Directions for this task | Each line below from the one containing "column 46, row 152" through the one containing "column 794, row 151" is to be given again exactly, and no line outside that span.

Source information |

◇ ◇ ◇ ◇

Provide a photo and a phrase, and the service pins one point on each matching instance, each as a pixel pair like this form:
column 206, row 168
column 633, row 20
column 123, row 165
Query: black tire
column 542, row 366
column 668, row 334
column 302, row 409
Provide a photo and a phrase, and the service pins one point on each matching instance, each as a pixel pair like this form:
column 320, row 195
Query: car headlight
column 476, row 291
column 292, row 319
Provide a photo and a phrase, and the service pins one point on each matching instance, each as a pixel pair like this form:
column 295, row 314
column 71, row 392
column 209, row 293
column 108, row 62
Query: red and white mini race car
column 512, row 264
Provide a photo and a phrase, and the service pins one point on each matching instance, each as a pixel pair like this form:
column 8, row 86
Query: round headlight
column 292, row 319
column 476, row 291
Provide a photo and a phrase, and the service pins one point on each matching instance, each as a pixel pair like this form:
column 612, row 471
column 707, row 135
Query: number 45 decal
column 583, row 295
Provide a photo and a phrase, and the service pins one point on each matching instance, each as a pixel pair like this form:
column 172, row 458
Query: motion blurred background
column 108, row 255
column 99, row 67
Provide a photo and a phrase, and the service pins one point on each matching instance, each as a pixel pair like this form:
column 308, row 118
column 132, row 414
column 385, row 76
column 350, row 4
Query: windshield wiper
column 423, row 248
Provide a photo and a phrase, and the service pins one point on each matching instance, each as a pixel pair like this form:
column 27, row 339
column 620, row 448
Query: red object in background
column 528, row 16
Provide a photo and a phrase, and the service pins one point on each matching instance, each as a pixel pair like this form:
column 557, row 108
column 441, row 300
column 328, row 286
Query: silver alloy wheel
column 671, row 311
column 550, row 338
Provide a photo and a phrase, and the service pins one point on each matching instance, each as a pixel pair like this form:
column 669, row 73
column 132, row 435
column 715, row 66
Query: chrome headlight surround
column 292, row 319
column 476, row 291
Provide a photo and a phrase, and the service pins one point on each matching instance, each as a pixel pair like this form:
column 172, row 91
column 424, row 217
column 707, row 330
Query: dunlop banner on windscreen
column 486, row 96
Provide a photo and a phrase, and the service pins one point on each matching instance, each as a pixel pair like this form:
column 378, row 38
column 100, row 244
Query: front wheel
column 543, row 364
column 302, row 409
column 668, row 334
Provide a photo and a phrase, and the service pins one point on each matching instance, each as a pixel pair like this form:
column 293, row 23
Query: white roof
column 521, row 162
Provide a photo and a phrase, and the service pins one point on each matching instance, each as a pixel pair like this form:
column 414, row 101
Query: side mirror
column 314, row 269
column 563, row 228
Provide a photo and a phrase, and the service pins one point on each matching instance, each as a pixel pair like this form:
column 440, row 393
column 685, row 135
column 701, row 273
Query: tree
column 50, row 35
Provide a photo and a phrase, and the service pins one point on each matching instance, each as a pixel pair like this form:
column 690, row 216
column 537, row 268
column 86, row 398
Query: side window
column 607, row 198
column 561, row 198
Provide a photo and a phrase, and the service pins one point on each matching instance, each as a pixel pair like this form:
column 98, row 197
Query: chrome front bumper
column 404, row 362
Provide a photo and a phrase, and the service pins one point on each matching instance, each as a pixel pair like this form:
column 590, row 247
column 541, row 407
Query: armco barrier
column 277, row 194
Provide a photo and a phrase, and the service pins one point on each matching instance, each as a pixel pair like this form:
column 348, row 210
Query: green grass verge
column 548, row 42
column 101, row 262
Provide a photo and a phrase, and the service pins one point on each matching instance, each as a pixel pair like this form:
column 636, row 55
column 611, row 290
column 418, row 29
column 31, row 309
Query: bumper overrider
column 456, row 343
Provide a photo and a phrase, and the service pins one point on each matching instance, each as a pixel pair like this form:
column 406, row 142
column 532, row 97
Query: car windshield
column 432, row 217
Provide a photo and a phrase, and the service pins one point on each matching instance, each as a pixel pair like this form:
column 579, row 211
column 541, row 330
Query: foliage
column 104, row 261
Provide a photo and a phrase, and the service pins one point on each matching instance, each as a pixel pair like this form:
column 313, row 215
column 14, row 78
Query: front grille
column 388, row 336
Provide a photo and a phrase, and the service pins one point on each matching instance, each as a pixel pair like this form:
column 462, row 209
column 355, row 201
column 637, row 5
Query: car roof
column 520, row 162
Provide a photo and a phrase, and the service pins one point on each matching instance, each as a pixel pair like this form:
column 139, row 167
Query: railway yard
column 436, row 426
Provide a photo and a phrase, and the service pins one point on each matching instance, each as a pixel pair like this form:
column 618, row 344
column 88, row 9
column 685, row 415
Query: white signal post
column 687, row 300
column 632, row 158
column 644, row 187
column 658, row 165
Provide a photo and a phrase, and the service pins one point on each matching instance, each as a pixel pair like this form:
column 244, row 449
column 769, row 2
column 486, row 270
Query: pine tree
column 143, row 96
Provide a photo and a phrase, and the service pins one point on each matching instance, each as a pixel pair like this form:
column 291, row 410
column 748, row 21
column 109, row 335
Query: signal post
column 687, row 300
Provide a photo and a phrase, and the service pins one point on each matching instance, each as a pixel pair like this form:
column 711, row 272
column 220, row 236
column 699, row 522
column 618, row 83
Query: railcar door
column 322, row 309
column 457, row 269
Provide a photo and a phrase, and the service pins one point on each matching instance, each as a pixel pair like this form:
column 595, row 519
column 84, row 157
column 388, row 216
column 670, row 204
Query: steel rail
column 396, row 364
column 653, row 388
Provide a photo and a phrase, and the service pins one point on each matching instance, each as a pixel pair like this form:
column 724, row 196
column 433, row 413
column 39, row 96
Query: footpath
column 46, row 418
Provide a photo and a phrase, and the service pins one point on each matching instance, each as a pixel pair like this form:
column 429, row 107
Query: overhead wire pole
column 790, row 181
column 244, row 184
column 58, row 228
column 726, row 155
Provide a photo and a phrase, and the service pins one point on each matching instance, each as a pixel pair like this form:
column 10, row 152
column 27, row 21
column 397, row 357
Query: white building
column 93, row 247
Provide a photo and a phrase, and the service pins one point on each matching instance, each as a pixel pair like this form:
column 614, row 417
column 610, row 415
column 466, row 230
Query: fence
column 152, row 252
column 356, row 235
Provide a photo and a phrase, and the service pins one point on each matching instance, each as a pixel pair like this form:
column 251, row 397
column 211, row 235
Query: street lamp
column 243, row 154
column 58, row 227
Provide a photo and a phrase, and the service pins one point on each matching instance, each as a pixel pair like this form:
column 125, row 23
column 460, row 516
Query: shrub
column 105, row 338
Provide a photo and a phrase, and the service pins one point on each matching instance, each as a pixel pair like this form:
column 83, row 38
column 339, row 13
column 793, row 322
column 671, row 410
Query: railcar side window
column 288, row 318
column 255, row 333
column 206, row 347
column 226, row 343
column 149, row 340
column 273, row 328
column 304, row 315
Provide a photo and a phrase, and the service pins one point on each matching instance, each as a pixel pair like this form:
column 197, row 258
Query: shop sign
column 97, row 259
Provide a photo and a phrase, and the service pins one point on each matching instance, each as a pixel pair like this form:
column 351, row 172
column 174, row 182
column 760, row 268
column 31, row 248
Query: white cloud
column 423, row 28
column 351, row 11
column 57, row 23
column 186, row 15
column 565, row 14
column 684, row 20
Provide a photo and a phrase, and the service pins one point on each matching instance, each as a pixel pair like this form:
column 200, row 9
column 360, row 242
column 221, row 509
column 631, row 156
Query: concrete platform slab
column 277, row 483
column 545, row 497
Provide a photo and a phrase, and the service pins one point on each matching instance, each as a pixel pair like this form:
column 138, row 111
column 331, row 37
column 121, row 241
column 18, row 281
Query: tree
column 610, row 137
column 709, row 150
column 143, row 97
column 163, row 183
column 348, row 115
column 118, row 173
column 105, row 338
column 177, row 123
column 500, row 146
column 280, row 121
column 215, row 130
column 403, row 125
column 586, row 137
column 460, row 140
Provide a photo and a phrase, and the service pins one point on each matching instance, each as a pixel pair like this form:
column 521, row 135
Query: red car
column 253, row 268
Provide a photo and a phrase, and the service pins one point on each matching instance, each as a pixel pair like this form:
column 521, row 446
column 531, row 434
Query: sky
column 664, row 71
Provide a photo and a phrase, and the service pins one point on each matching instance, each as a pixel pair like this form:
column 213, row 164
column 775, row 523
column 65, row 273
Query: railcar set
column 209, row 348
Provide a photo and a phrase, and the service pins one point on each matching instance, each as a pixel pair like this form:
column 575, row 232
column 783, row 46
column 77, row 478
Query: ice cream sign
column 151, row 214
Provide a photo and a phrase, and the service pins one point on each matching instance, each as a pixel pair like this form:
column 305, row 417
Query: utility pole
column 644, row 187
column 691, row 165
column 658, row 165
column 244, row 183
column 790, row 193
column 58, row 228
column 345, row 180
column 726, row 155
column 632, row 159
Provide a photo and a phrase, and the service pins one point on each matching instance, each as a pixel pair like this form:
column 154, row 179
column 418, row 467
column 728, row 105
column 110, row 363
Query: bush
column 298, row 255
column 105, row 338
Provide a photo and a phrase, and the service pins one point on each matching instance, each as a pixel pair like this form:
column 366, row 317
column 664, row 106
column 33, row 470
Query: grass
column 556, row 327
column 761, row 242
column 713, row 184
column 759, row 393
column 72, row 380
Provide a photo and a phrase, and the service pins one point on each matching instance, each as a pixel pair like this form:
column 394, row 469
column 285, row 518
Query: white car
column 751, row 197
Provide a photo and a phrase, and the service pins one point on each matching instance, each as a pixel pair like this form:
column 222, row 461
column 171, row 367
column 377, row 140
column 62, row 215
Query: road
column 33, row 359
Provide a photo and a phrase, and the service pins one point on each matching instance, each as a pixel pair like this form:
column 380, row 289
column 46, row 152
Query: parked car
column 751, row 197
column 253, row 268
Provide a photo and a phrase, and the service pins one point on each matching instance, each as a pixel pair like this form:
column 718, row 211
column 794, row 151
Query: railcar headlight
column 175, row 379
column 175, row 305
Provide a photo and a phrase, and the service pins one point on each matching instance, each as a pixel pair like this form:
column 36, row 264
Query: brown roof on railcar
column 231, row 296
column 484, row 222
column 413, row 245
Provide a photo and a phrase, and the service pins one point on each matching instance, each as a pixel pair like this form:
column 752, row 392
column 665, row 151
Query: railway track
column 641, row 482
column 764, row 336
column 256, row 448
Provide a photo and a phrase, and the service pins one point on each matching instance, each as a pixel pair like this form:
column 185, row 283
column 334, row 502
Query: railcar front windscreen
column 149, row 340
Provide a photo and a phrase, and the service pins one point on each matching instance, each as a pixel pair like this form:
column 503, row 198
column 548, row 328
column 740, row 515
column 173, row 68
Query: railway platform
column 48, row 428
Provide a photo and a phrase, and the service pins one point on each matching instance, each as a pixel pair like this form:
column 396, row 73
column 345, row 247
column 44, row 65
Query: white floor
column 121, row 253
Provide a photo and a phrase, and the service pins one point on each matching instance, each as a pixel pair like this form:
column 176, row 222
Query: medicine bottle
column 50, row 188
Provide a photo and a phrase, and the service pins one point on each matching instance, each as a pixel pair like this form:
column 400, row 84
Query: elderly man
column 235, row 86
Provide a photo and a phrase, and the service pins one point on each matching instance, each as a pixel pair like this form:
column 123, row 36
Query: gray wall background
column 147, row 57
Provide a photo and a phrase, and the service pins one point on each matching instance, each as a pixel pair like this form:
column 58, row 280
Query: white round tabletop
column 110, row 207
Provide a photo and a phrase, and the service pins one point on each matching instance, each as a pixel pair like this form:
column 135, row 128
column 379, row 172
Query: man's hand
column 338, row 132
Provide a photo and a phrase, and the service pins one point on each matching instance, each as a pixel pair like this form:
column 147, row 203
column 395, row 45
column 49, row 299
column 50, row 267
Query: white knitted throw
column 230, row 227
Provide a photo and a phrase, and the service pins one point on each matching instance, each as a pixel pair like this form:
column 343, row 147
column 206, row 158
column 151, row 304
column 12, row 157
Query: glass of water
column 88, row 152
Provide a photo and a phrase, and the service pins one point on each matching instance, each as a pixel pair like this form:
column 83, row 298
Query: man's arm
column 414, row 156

◇ ◇ ◇ ◇

Answer to this task |
column 46, row 152
Query: parked car
column 751, row 197
column 253, row 268
Provide a photo and a phrase, and the service pins one point on each matching instance, each as a pixel pair like this form:
column 718, row 211
column 794, row 151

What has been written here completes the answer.